-------- Material for the task --------

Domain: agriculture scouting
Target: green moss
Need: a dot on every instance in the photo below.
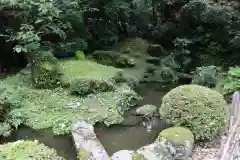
(177, 135)
(84, 155)
(27, 150)
(77, 69)
(56, 108)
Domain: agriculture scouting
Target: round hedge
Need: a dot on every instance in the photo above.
(199, 108)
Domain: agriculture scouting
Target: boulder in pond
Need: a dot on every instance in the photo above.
(178, 140)
(146, 110)
(155, 151)
(87, 145)
(156, 50)
(127, 155)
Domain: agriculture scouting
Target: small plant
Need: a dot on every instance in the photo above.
(232, 81)
(85, 86)
(198, 108)
(206, 76)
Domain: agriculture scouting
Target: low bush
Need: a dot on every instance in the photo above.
(120, 77)
(85, 86)
(199, 108)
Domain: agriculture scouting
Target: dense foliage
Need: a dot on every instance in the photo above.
(201, 109)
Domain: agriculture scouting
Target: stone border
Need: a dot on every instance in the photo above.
(86, 143)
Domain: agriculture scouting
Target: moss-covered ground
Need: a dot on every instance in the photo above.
(27, 150)
(45, 108)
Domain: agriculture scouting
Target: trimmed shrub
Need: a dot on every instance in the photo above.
(85, 86)
(199, 108)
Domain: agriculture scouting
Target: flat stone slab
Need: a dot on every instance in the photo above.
(86, 142)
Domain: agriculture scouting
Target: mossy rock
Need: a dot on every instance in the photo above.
(127, 154)
(177, 135)
(147, 110)
(27, 150)
(202, 110)
(84, 155)
(85, 86)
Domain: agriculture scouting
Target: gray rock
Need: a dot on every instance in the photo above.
(146, 110)
(178, 141)
(155, 151)
(86, 142)
(123, 155)
(156, 50)
(131, 120)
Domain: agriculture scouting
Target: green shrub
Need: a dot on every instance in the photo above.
(46, 72)
(232, 81)
(199, 108)
(29, 150)
(85, 86)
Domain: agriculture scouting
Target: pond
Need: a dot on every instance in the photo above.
(113, 138)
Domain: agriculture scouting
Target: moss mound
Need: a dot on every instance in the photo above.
(198, 108)
(177, 135)
(57, 108)
(27, 150)
(74, 70)
(46, 71)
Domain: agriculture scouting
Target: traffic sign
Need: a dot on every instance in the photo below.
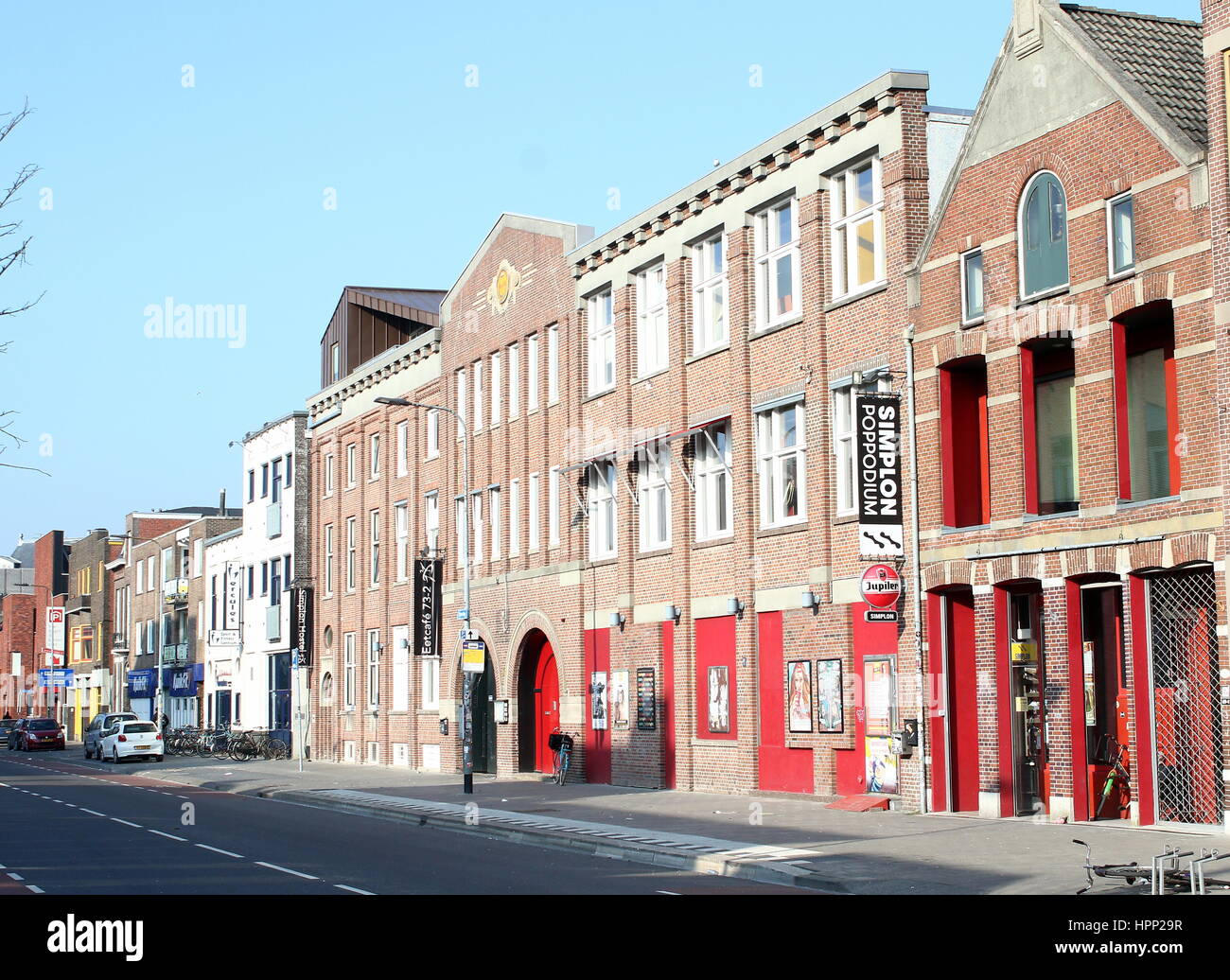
(474, 656)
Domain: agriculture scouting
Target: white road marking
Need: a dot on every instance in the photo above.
(288, 870)
(218, 849)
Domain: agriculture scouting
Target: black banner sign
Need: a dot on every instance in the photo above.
(427, 606)
(300, 623)
(878, 466)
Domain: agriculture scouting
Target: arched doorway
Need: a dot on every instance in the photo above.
(537, 706)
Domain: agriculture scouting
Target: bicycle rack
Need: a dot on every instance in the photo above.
(1171, 856)
(1196, 869)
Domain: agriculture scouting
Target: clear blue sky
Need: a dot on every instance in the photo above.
(214, 193)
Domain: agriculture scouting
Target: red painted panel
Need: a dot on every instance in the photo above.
(714, 647)
(1077, 700)
(598, 745)
(1029, 430)
(668, 705)
(1140, 685)
(773, 709)
(546, 708)
(1004, 716)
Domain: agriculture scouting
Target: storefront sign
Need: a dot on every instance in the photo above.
(300, 623)
(474, 656)
(877, 441)
(54, 642)
(646, 700)
(233, 602)
(427, 606)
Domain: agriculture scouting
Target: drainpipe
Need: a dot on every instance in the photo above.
(915, 569)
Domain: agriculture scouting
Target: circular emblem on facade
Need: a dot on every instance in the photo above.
(502, 291)
(881, 586)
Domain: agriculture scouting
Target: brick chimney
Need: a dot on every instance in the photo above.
(1026, 26)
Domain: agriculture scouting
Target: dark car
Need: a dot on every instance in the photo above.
(40, 733)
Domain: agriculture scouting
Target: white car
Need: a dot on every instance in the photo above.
(130, 741)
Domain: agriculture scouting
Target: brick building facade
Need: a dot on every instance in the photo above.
(1070, 443)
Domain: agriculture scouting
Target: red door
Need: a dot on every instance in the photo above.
(546, 708)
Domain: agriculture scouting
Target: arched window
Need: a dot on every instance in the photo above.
(1042, 235)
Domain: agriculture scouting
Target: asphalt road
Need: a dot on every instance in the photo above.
(78, 828)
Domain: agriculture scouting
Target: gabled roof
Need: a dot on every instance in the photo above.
(1163, 56)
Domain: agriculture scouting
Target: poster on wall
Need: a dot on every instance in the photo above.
(881, 766)
(720, 700)
(619, 698)
(799, 713)
(646, 700)
(828, 695)
(598, 700)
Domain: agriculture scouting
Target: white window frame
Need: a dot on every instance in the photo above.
(373, 676)
(401, 535)
(532, 373)
(553, 364)
(433, 433)
(533, 513)
(773, 456)
(351, 553)
(493, 519)
(374, 542)
(431, 520)
(1114, 273)
(769, 253)
(652, 335)
(844, 220)
(402, 447)
(553, 514)
(430, 683)
(653, 482)
(496, 385)
(328, 560)
(515, 516)
(601, 333)
(348, 698)
(967, 318)
(706, 283)
(603, 507)
(515, 381)
(712, 467)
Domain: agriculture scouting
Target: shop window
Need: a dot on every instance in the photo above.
(1145, 401)
(1042, 236)
(964, 450)
(1048, 417)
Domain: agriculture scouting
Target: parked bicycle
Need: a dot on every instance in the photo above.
(561, 749)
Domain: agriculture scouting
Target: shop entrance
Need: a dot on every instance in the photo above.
(483, 708)
(1106, 705)
(537, 704)
(1031, 772)
(1188, 747)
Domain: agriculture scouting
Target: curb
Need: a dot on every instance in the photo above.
(763, 872)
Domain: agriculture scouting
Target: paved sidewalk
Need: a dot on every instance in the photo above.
(792, 840)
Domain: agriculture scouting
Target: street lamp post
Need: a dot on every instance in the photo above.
(466, 676)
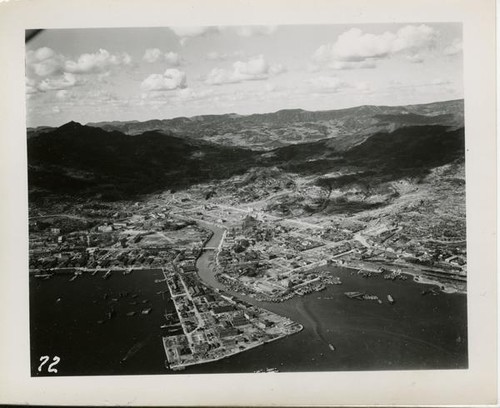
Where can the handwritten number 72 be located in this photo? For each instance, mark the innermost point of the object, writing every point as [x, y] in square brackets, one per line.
[45, 359]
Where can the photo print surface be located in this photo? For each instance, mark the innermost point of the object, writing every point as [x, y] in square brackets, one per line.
[240, 199]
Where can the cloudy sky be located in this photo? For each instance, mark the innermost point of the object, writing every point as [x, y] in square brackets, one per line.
[90, 75]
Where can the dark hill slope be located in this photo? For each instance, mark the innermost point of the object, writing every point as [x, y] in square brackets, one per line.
[79, 158]
[413, 149]
[296, 126]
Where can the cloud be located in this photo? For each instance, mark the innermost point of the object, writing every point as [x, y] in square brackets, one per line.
[254, 69]
[44, 62]
[189, 94]
[67, 80]
[187, 32]
[327, 83]
[415, 58]
[333, 84]
[152, 55]
[97, 62]
[218, 56]
[340, 65]
[62, 94]
[353, 48]
[170, 80]
[30, 85]
[454, 48]
[250, 31]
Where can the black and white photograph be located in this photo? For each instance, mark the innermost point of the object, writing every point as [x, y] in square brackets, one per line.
[237, 203]
[246, 199]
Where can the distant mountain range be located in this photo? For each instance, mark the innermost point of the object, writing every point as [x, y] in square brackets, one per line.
[119, 159]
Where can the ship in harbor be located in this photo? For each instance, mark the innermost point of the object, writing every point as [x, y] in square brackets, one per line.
[354, 295]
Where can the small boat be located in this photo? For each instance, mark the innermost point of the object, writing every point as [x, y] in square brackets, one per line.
[354, 295]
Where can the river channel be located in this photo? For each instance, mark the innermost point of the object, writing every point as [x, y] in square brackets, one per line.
[417, 332]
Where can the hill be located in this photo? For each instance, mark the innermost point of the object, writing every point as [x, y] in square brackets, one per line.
[293, 126]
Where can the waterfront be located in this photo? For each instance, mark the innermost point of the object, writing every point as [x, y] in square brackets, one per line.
[417, 332]
[70, 328]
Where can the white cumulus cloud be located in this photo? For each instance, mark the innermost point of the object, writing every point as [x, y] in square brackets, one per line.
[44, 61]
[327, 83]
[97, 62]
[152, 55]
[171, 79]
[250, 31]
[67, 80]
[356, 47]
[254, 69]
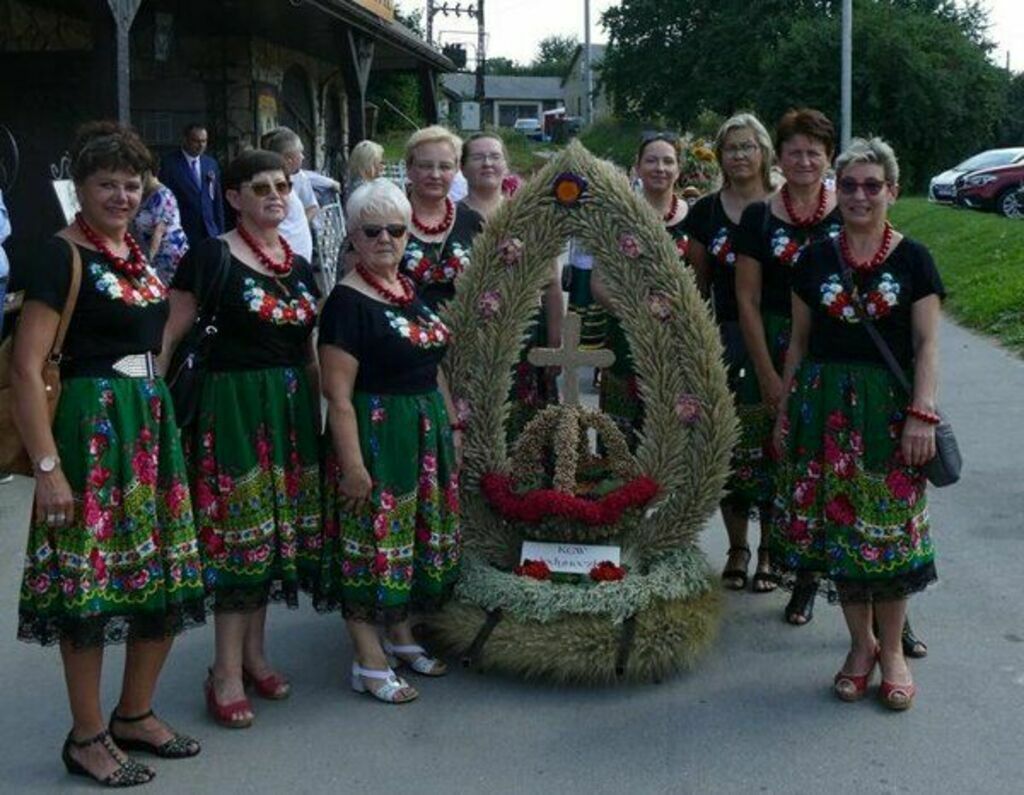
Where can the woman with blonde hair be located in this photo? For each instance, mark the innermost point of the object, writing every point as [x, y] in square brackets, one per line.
[441, 233]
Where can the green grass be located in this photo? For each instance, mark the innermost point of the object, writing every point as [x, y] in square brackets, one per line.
[981, 259]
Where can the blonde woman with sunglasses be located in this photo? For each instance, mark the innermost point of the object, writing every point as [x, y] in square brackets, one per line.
[253, 449]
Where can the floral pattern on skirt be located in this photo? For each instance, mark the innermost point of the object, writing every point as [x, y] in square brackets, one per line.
[849, 507]
[401, 550]
[128, 567]
[255, 462]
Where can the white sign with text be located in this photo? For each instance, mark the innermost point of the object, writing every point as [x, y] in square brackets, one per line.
[568, 557]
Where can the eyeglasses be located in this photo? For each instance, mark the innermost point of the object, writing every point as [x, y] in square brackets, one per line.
[394, 231]
[744, 150]
[262, 190]
[849, 186]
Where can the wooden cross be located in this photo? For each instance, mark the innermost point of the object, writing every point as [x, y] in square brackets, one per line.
[570, 358]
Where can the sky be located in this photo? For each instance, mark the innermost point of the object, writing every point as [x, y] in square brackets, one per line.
[516, 26]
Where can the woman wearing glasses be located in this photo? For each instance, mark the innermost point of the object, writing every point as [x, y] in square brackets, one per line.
[657, 167]
[253, 449]
[854, 509]
[391, 540]
[744, 154]
[440, 234]
[769, 242]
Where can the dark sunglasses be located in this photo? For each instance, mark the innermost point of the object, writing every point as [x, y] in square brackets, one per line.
[262, 190]
[394, 231]
[848, 186]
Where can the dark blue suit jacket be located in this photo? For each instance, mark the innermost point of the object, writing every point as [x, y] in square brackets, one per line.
[202, 211]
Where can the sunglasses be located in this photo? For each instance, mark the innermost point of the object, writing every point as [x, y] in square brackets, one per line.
[849, 186]
[394, 231]
[262, 190]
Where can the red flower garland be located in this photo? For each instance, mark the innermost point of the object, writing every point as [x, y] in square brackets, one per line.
[278, 268]
[133, 266]
[539, 504]
[408, 291]
[437, 229]
[809, 220]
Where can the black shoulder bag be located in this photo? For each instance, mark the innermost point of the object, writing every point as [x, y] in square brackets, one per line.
[188, 365]
[944, 469]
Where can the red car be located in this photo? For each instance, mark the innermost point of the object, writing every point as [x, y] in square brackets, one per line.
[999, 189]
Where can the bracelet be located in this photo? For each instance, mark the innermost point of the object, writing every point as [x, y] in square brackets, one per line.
[924, 416]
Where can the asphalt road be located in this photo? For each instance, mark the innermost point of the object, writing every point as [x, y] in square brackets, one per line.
[756, 716]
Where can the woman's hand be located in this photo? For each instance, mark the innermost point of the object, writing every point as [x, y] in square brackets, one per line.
[918, 443]
[54, 503]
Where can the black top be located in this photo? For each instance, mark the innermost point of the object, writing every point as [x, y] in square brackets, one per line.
[777, 245]
[262, 322]
[398, 349]
[433, 266]
[888, 292]
[709, 223]
[115, 316]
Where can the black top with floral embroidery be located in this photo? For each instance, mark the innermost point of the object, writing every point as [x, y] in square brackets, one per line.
[398, 349]
[709, 223]
[262, 322]
[777, 245]
[433, 266]
[115, 316]
[887, 293]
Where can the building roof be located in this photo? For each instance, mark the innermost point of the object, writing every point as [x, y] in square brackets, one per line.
[500, 87]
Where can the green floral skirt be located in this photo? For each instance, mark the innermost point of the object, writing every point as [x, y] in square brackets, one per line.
[755, 472]
[127, 568]
[849, 508]
[254, 457]
[399, 552]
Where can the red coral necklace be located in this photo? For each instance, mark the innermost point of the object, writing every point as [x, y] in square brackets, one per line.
[872, 262]
[808, 220]
[278, 268]
[438, 228]
[403, 299]
[133, 265]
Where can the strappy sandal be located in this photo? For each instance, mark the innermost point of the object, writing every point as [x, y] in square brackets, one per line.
[730, 575]
[272, 686]
[420, 662]
[389, 692]
[802, 603]
[178, 747]
[129, 773]
[762, 582]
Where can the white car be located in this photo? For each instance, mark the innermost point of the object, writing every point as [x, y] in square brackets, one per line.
[943, 186]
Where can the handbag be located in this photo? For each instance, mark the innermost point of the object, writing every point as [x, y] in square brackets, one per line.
[944, 468]
[188, 365]
[13, 456]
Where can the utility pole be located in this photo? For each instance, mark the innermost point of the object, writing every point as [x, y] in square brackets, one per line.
[846, 132]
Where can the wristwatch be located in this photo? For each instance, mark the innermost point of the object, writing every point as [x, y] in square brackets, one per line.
[47, 464]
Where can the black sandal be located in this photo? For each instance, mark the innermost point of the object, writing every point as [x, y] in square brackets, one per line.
[802, 603]
[736, 574]
[130, 773]
[178, 747]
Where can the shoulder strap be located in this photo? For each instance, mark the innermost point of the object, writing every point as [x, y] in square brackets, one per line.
[867, 323]
[70, 301]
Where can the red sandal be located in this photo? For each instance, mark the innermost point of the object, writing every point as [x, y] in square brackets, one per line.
[272, 686]
[224, 713]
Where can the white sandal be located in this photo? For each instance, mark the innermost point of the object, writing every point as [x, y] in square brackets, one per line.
[388, 692]
[421, 663]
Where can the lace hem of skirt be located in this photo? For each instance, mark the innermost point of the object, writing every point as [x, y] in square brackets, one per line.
[844, 591]
[94, 631]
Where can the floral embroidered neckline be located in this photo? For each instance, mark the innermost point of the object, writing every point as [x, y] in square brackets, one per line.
[141, 291]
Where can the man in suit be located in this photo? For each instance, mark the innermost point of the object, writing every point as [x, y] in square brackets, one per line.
[195, 179]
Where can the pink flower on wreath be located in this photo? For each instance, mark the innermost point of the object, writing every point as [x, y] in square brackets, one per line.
[489, 303]
[841, 510]
[510, 251]
[629, 246]
[688, 409]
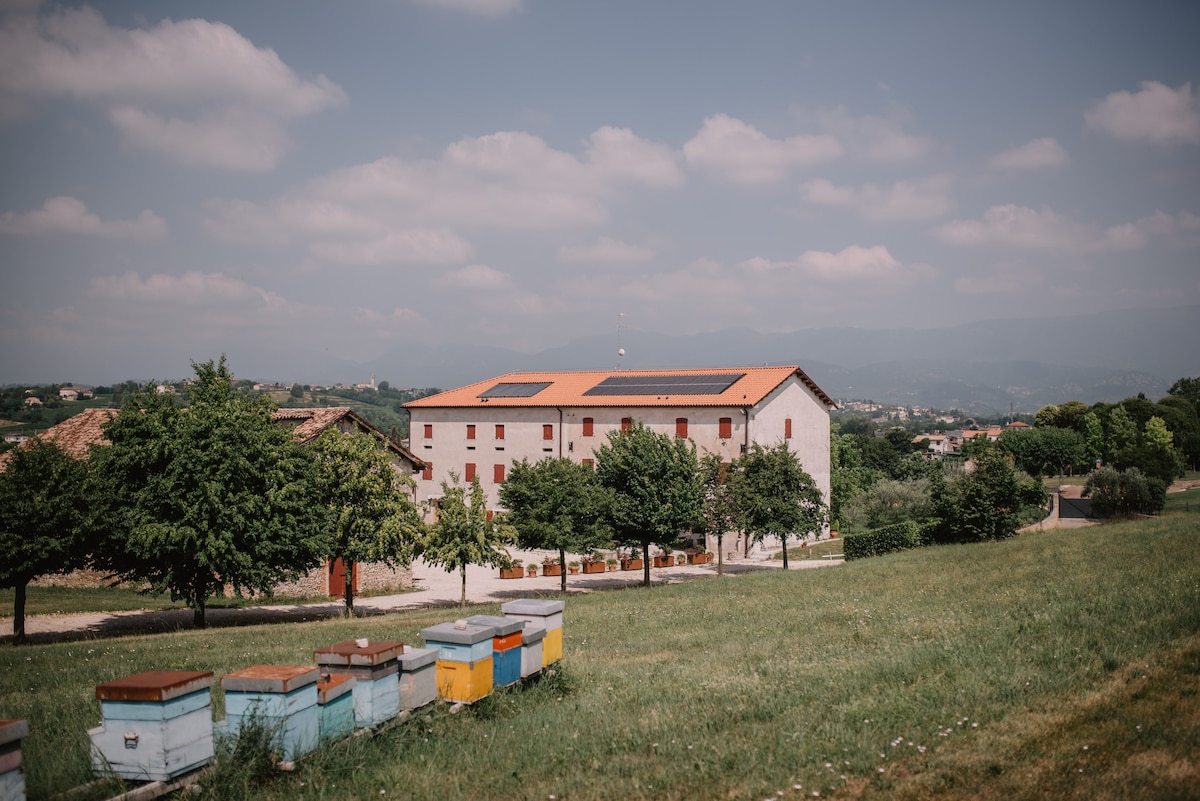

--------

— Try it —
Only one thing belongs in the answer: the number of lines of the data that contain the string "bicycle".

— Exercise solution —
2